» **Short task**
Rewrite all of the data below as a JSON list of strings, one string per line, and leave out the blank lines.

Part of a data file
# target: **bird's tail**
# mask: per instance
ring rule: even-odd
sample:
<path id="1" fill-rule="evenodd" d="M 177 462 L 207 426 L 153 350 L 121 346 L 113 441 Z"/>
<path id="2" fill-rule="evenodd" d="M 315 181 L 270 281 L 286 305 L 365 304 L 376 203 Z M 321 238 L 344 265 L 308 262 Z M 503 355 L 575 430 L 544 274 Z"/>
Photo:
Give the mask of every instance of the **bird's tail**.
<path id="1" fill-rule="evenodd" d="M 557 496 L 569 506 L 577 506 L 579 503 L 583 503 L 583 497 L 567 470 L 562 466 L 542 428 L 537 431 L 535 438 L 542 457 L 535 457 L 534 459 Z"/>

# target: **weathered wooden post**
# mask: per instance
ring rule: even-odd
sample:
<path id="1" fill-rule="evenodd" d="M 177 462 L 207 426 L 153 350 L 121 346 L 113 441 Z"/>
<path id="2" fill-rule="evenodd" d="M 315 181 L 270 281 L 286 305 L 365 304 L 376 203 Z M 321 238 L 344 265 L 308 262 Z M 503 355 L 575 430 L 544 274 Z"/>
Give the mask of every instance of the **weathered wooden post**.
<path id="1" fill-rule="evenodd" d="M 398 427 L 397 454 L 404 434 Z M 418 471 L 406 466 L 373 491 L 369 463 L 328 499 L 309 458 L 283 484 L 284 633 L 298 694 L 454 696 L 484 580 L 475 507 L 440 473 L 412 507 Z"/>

» **Response**
[
  "# target: **bird's tail**",
  "# mask: per instance",
  "ring rule: even-odd",
  "sample:",
  "<path id=\"1\" fill-rule=\"evenodd\" d=\"M 177 462 L 207 426 L 153 350 L 121 346 L 113 441 Z\"/>",
  "<path id=\"2\" fill-rule=\"evenodd\" d=\"M 315 181 L 270 281 L 286 305 L 365 304 L 376 203 Z M 321 238 L 344 265 L 308 262 Z M 503 355 L 575 430 L 544 274 Z\"/>",
  "Photo:",
  "Give the mask of every instance of the **bird's tail**.",
  "<path id=\"1\" fill-rule=\"evenodd\" d=\"M 557 496 L 569 506 L 577 506 L 579 503 L 583 503 L 583 497 L 567 470 L 562 466 L 542 428 L 537 431 L 535 438 L 542 457 L 535 457 L 534 459 Z\"/>",
  "# target: **weathered wooden post**",
  "# mask: per instance",
  "ring rule: even-odd",
  "sample:",
  "<path id=\"1\" fill-rule=\"evenodd\" d=\"M 177 462 L 207 426 L 153 350 L 121 346 L 113 441 Z\"/>",
  "<path id=\"2\" fill-rule=\"evenodd\" d=\"M 315 181 L 270 281 L 286 305 L 365 304 L 376 203 Z M 321 238 L 344 265 L 308 262 Z M 503 355 L 575 430 L 544 274 Z\"/>",
  "Give the mask of every instance of the **weathered wooden post**.",
  "<path id=\"1\" fill-rule=\"evenodd\" d=\"M 398 427 L 397 454 L 404 434 Z M 418 471 L 406 466 L 373 491 L 369 463 L 328 499 L 309 458 L 283 484 L 284 633 L 298 694 L 454 696 L 484 580 L 475 507 L 440 473 L 412 507 Z\"/>"
]